**Liste des tâches:**
- a) Recopiez le passage du texte sur le vignoble de Lavaux qui va de "Le clos des" à "de chasselas pétillant.", ces deux passages compris.
- b) D'après le texte sur le vignoble de Lavaux, quelle longueur atteindraient les murs de vignes de Lavaux s'ils étaient mis bout à bout ?
- c) Poursuivez la rédaction du texte sur le vignoble de Lavaux à partir de l'endroit où il s'arrête.

**Page:**
_ _ _ _ _ _ _
Le clos des moines de Lavaux (1/8)

Le vignoble de Lavaux célébré lors de la Fête des Vignerons et inscrit au patrimoine mondial de l’humanité depuis 2007 doit en fait son existence au travail des moines du Moyen-Age. Leur héritage perdure sur le terrain et dans les verres de chasselas pétillant.

Au début de l’Empire romain, la rive nord du lac Léman devient importante pour les communications entre l’Italie, la Gaule et l’ouest de la Germanie. Le climat agréable incite sans doute les Romains à y planter de la vigne. Mais ce sont les moines cisterciens qui défrichent la forêt et créent le vignoble de Lavaux, au XIIesiècle.

A cette époque, la viticulture se pratique sans doute sur tout le Plateau, ainsi que dans les vallées alpines. Des abbayes et des seigneurs fonciers laïques l’encouragent. Les cisterciens sont les premiers à essarter le coteau dont la pente ne permet pas une exploitation agricole. Ils l’aménagent en terrasses artificielles vouées à la culture de la vigne. Un travail pénible et de longue haleine, approprié à la persévérance des moines. Mis bout à bout, les murs de vignes de Lavaux s’étendraient sur une longueur de 400 km.

Les moines cisterciens

Lorsque Robert de Molesme fonde, dans un lieu isolé, l’abbaye de Cîteaux en 1098, il n’imagine pas la prospérité à venir de son ordre. Vivant dans l’ascèse et le recueillement, les premiers cisterciens peinent même à trouver une relève. Mais lorsque Bernard de Clairvaux rejoint Cîteaux, il transforme la petite abbaye isolée en un ordre universel qui essaimera dans tout l’Occident. A sa mort, l’abbaye compte près de 350 filiales dont plusieurs sur le territoire actuel de la Suisse romande.
_ _ _ _ _ _ _
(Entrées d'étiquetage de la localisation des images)
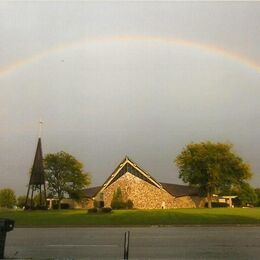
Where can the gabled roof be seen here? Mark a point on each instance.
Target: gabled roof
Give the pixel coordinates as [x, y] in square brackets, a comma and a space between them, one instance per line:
[128, 165]
[91, 192]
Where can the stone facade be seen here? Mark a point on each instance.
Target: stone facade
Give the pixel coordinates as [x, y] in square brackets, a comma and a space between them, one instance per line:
[147, 196]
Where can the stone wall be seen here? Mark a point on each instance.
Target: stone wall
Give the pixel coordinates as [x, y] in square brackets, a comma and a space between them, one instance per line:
[147, 196]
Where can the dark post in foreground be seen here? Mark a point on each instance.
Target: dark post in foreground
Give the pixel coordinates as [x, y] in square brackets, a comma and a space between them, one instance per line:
[6, 225]
[126, 245]
[37, 180]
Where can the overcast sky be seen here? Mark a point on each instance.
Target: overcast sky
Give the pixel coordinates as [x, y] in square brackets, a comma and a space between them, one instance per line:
[111, 79]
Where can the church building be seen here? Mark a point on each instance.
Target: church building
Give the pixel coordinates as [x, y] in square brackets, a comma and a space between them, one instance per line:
[143, 190]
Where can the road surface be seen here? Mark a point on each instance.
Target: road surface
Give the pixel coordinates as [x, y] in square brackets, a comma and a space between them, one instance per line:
[145, 243]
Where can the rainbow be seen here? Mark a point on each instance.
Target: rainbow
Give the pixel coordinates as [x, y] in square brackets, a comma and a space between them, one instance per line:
[4, 70]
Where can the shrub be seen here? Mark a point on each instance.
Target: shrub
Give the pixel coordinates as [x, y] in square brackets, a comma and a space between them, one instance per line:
[62, 206]
[218, 205]
[106, 210]
[92, 210]
[7, 198]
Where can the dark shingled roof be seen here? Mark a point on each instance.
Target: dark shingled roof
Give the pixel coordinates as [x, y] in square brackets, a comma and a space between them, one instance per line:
[177, 190]
[91, 192]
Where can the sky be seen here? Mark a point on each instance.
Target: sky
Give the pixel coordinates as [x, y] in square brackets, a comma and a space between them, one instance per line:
[141, 79]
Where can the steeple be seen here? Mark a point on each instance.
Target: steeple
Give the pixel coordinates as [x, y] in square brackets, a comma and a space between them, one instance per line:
[37, 179]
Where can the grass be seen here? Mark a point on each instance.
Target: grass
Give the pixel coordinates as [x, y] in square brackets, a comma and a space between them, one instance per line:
[54, 218]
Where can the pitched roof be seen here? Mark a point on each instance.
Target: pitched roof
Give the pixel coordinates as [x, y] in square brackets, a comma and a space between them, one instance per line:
[180, 190]
[128, 165]
[91, 192]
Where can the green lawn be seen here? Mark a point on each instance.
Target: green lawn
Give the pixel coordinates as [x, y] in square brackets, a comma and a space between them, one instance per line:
[53, 218]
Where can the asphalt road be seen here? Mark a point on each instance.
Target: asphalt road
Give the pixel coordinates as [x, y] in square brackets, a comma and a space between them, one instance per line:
[145, 243]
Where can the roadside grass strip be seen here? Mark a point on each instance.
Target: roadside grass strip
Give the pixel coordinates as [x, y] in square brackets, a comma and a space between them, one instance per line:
[77, 218]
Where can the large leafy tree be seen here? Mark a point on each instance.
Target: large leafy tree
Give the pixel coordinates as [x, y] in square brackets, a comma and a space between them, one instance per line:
[65, 175]
[213, 167]
[7, 198]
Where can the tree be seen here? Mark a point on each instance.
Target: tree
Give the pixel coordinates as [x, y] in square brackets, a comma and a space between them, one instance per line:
[213, 167]
[246, 194]
[65, 175]
[257, 192]
[7, 198]
[21, 200]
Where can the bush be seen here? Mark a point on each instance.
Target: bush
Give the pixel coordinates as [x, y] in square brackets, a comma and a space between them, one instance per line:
[62, 206]
[102, 210]
[92, 210]
[218, 205]
[7, 198]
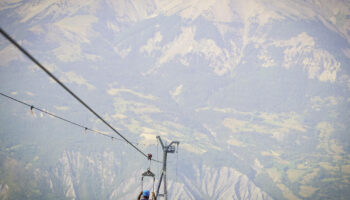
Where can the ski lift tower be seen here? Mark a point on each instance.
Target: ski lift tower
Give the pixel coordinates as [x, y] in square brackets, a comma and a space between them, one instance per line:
[166, 149]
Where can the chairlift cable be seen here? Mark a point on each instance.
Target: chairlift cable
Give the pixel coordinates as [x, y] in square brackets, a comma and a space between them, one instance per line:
[9, 38]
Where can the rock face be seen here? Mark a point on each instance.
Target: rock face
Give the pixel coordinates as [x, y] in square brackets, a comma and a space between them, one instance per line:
[206, 182]
[4, 191]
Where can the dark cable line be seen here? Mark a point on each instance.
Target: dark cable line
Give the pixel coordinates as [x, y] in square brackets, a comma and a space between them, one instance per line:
[8, 37]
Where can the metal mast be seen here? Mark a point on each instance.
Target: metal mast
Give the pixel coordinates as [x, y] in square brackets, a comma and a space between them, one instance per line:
[166, 149]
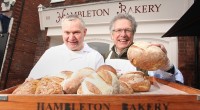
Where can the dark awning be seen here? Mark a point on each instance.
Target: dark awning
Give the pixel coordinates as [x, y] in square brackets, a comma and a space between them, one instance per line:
[188, 24]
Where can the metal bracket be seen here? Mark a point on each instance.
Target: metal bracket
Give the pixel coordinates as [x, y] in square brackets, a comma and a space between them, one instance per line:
[3, 98]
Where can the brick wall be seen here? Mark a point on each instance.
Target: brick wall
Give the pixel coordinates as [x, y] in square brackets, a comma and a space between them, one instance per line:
[27, 43]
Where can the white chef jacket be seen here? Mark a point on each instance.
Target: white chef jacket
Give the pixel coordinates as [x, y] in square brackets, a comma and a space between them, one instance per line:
[60, 58]
[124, 66]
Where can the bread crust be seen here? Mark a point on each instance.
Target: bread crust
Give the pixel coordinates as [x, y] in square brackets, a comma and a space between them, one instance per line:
[146, 56]
[137, 81]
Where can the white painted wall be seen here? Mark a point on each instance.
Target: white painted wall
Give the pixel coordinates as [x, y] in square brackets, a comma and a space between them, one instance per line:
[150, 26]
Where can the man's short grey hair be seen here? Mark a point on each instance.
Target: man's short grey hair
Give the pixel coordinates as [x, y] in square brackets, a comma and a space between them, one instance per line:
[72, 18]
[123, 16]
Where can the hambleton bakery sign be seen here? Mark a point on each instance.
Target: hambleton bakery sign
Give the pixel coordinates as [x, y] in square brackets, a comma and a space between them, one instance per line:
[103, 12]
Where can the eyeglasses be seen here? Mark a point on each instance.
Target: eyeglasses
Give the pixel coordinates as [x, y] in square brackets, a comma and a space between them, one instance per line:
[119, 31]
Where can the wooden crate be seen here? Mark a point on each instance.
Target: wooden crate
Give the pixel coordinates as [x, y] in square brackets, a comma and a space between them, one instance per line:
[163, 95]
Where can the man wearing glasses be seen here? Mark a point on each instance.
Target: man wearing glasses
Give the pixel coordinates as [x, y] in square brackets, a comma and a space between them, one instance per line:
[123, 28]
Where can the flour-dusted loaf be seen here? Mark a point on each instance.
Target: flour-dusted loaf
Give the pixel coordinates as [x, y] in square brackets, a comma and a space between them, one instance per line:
[28, 87]
[71, 85]
[125, 88]
[103, 82]
[137, 81]
[146, 56]
[64, 74]
[49, 85]
[107, 68]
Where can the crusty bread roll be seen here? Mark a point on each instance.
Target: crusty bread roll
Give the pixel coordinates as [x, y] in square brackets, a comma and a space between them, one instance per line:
[103, 82]
[125, 88]
[28, 87]
[107, 68]
[137, 81]
[71, 85]
[64, 74]
[49, 85]
[146, 56]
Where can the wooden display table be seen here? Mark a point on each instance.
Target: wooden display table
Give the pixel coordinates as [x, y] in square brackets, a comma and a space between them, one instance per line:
[163, 95]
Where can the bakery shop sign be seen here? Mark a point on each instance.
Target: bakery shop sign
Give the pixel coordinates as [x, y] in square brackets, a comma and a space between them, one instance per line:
[100, 106]
[103, 12]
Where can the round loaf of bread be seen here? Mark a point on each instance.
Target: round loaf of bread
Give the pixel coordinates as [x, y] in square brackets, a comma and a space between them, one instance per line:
[71, 85]
[107, 68]
[49, 85]
[146, 56]
[125, 88]
[137, 81]
[103, 82]
[28, 87]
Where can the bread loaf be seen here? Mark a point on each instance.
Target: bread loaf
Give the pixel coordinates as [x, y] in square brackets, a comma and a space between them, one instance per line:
[137, 81]
[49, 85]
[28, 87]
[103, 82]
[107, 68]
[125, 88]
[71, 85]
[146, 56]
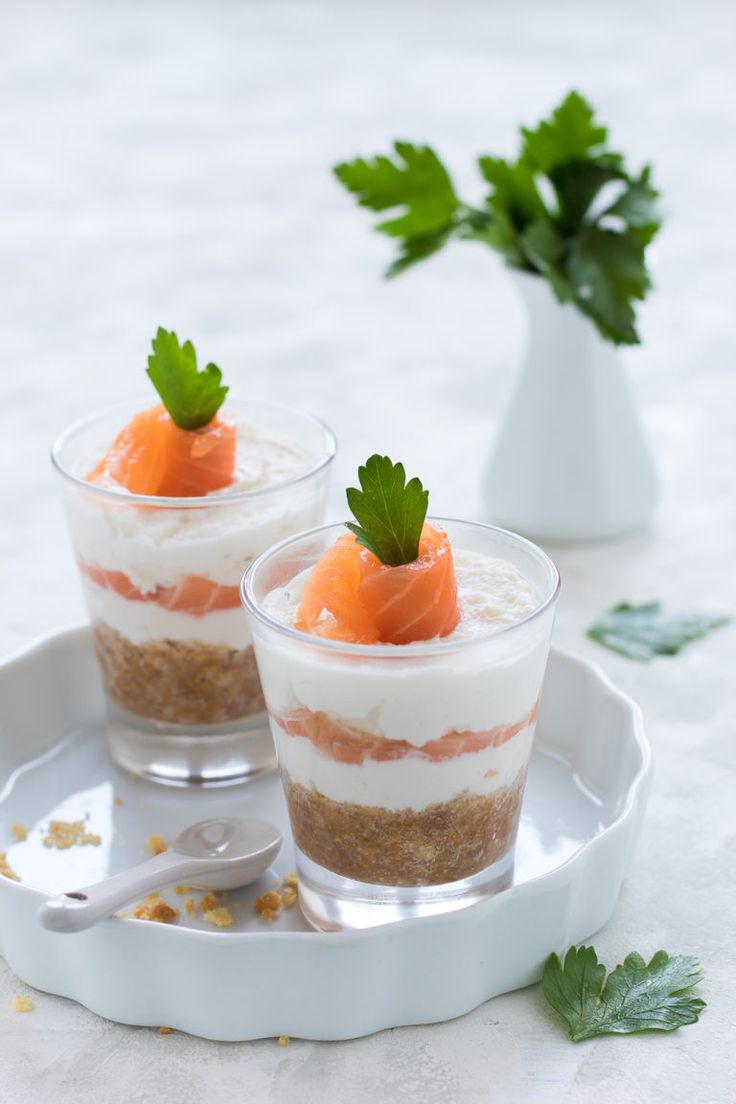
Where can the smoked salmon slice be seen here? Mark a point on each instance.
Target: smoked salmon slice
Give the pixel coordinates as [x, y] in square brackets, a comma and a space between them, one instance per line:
_ _ _ _ _ _ _
**Corrigé de l'exercice:**
- a)
Le clos des moines de Lavaux (1/8)

Le vignoble de Lavaux célébré lors de la Fête des Vignerons et inscrit au patrimoine mondial de l’humanité depuis 2007 doit en fait son existence au travail des moines du Moyen-Age. Leur héritage perdure sur le terrain et dans les verres de chasselas pétillant.

- b) 400 km.

- c)
Héritiers des bénédictins, les cisterciens deviennent les principaux producteurs de vin de l’époque. Ils disposent de vastes domaines. Celliers, pressoirs, caves, techniques de culture et de vinification leur appartiennent en exclusivité. Les cisterciens disposent en outre d’un atout supplémentaire. Chaque abbaye possède une série de filiales agricoles, appelées ‘granges’. Exploités, non pas par des fermiers, mais par les frères convers, qui ne sont pas astreints à la récitation des offices, et exempts de droits féodaux, ces établissements prospèrent rapidement.

Lausanne, ville d’empire

L’histoire de Lavaux est indissociablement liée à la ville de Lausanne. Durant le Moyen-Âge la ville est un pôle religieux, culturel, politique et économique important. Une cinquantaine d’évêques se succèdent à la tête d’un diocèse qui couvre le Pays de Vaud, le canton de Fribourg, celui de Neuchâtel ainsi que de la moitié des cantons de Berne et de Soleure. Lausanne, ville d’Empire et siège de l’évêché va croître en importance jusqu’à la fin du XIIIe siècle, moment où elle consacre sa cathédrale.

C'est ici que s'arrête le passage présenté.